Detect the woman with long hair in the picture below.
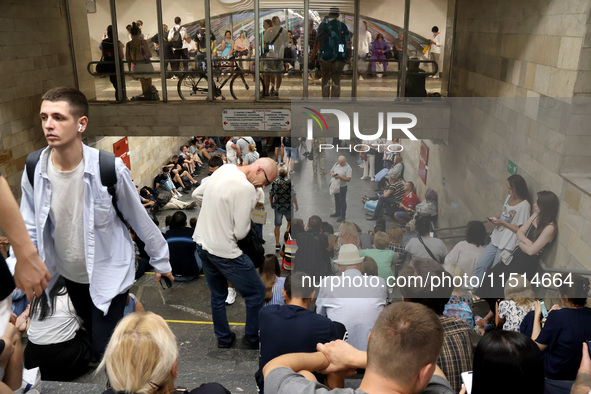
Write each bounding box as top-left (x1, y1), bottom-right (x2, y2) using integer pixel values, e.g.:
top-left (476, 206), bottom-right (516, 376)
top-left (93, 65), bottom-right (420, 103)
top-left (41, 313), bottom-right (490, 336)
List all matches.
top-left (472, 330), bottom-right (544, 394)
top-left (259, 254), bottom-right (285, 305)
top-left (479, 190), bottom-right (560, 311)
top-left (476, 174), bottom-right (531, 279)
top-left (125, 22), bottom-right (156, 100)
top-left (531, 274), bottom-right (591, 393)
top-left (97, 312), bottom-right (230, 394)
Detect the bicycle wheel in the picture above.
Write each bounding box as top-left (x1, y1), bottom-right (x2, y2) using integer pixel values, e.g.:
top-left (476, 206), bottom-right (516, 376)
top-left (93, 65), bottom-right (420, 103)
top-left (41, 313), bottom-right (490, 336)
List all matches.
top-left (177, 74), bottom-right (207, 100)
top-left (230, 73), bottom-right (265, 100)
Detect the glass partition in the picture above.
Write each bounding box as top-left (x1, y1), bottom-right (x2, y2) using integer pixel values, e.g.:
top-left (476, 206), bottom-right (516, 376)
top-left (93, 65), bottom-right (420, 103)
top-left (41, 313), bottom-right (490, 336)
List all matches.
top-left (83, 0), bottom-right (432, 101)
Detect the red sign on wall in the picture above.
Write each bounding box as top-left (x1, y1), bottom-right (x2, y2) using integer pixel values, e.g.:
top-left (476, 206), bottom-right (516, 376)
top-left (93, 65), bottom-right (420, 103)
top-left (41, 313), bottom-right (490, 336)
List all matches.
top-left (113, 137), bottom-right (131, 171)
top-left (419, 141), bottom-right (429, 185)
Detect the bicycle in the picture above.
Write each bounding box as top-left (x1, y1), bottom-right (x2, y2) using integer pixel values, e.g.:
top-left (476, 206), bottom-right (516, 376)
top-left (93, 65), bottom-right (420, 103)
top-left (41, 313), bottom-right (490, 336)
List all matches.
top-left (177, 54), bottom-right (265, 100)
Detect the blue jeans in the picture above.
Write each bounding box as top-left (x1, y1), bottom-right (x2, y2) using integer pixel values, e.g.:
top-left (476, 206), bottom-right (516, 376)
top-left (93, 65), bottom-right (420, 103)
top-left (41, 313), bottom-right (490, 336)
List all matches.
top-left (197, 244), bottom-right (265, 342)
top-left (475, 243), bottom-right (502, 280)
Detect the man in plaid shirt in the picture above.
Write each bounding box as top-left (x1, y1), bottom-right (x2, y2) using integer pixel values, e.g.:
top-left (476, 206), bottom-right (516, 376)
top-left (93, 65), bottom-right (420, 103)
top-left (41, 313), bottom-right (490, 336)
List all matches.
top-left (399, 259), bottom-right (473, 392)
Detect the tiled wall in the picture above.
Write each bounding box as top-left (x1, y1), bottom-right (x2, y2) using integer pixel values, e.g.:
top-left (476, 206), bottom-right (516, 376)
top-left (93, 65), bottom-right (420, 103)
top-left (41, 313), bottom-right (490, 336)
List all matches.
top-left (0, 0), bottom-right (77, 197)
top-left (406, 0), bottom-right (591, 269)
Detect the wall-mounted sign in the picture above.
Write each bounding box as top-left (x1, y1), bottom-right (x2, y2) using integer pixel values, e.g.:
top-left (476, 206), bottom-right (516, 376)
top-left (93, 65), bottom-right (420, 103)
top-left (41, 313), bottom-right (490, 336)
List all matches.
top-left (222, 109), bottom-right (291, 131)
top-left (507, 160), bottom-right (517, 175)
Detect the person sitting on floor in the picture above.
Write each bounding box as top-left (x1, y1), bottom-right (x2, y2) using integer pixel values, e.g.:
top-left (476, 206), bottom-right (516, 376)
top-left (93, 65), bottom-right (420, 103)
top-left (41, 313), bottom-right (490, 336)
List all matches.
top-left (404, 216), bottom-right (447, 263)
top-left (263, 302), bottom-right (457, 394)
top-left (255, 272), bottom-right (345, 394)
top-left (164, 211), bottom-right (202, 282)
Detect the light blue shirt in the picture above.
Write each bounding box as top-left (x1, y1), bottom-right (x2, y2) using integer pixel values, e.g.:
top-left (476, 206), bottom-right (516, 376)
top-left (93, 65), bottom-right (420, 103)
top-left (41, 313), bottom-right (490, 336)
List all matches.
top-left (9, 144), bottom-right (172, 315)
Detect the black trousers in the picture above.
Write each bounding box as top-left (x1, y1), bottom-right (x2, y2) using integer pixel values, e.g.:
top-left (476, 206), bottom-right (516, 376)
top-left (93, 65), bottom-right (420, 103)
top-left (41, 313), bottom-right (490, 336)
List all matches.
top-left (66, 279), bottom-right (129, 359)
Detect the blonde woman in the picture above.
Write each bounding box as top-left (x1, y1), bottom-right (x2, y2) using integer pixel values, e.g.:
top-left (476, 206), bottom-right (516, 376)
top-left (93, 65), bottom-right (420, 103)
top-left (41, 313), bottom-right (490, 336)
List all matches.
top-left (97, 312), bottom-right (230, 394)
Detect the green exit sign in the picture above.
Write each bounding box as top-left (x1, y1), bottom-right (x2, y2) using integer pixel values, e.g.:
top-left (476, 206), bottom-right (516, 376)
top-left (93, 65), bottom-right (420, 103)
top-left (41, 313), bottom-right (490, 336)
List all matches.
top-left (507, 160), bottom-right (517, 175)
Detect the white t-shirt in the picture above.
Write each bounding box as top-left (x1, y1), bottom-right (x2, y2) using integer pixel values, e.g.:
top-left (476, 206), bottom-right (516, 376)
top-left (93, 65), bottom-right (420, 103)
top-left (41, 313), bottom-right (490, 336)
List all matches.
top-left (192, 164), bottom-right (257, 259)
top-left (47, 152), bottom-right (90, 283)
top-left (27, 294), bottom-right (80, 345)
top-left (226, 140), bottom-right (238, 164)
top-left (490, 195), bottom-right (531, 250)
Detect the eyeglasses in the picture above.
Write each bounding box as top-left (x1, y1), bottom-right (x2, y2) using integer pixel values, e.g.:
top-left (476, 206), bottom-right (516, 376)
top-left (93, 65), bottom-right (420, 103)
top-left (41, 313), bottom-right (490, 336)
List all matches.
top-left (261, 167), bottom-right (271, 186)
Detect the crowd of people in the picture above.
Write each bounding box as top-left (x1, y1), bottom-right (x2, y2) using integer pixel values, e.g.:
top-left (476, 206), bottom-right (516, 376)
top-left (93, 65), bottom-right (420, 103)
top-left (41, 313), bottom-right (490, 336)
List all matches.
top-left (96, 7), bottom-right (442, 100)
top-left (0, 87), bottom-right (591, 394)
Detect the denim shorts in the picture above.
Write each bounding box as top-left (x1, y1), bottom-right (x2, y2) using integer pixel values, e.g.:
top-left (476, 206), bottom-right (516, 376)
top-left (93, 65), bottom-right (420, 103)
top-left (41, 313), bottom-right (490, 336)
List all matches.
top-left (275, 209), bottom-right (291, 227)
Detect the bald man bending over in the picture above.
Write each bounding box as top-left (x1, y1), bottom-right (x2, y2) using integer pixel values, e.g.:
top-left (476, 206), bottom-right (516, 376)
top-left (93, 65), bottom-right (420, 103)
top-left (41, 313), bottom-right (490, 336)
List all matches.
top-left (193, 158), bottom-right (277, 349)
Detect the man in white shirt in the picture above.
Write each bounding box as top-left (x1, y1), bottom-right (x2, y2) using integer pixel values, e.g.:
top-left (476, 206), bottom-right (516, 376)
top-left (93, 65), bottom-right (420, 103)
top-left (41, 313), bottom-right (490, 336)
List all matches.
top-left (316, 244), bottom-right (387, 350)
top-left (328, 153), bottom-right (353, 222)
top-left (193, 158), bottom-right (277, 349)
top-left (168, 16), bottom-right (189, 79)
top-left (13, 87), bottom-right (173, 357)
top-left (429, 26), bottom-right (441, 78)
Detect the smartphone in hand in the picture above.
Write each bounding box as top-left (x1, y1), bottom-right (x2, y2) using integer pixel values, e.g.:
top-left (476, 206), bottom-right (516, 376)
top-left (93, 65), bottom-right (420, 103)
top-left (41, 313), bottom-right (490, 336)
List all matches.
top-left (461, 371), bottom-right (472, 394)
top-left (540, 300), bottom-right (548, 319)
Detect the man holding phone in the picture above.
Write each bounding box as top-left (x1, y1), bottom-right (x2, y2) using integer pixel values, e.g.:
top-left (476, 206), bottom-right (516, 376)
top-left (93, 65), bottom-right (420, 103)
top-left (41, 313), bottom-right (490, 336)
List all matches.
top-left (11, 87), bottom-right (173, 358)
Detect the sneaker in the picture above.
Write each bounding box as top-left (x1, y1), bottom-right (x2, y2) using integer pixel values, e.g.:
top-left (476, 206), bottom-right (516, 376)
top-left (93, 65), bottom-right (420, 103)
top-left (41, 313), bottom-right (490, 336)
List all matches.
top-left (242, 336), bottom-right (259, 350)
top-left (226, 287), bottom-right (236, 306)
top-left (218, 333), bottom-right (236, 349)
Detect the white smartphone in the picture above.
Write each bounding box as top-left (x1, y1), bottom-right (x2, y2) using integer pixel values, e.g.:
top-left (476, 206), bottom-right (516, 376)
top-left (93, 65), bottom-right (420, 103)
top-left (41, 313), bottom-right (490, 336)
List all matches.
top-left (461, 371), bottom-right (472, 394)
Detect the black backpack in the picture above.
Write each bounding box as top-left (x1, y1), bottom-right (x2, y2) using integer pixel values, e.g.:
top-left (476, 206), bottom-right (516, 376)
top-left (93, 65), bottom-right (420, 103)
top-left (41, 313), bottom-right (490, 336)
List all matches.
top-left (25, 148), bottom-right (129, 227)
top-left (172, 27), bottom-right (183, 49)
top-left (154, 184), bottom-right (172, 207)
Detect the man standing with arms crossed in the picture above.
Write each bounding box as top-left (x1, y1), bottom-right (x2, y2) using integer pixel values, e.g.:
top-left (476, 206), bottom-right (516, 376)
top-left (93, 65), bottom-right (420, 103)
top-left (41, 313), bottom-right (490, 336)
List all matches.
top-left (328, 152), bottom-right (353, 222)
top-left (12, 87), bottom-right (173, 357)
top-left (193, 158), bottom-right (277, 349)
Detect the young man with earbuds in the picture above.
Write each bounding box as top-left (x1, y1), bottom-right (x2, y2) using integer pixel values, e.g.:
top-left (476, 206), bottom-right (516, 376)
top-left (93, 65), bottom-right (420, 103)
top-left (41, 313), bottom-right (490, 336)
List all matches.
top-left (9, 87), bottom-right (173, 357)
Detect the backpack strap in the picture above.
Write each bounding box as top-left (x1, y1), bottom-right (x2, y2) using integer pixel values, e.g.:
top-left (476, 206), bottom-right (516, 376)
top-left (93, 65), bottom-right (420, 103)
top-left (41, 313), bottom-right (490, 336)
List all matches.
top-left (25, 148), bottom-right (45, 187)
top-left (99, 150), bottom-right (129, 227)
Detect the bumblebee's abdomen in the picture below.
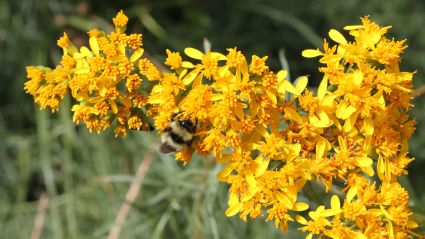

┄┄┄┄┄┄

Copy the listing above word for word, beginning at the line that contains "Detect the man holding" and ending with the line that contains "top-left (11, 87), bottom-right (173, 358)". Include both of those lines.

- [Reply]:
Detect the man holding phone in the picture above.
Write each bounding box as top-left (x1, y1), bottom-right (x2, y2) using integer pixel values, e.g.:
top-left (476, 206), bottom-right (516, 376)
top-left (93, 65), bottom-right (420, 103)
top-left (41, 313), bottom-right (490, 336)
List all matches.
top-left (11, 87), bottom-right (173, 358)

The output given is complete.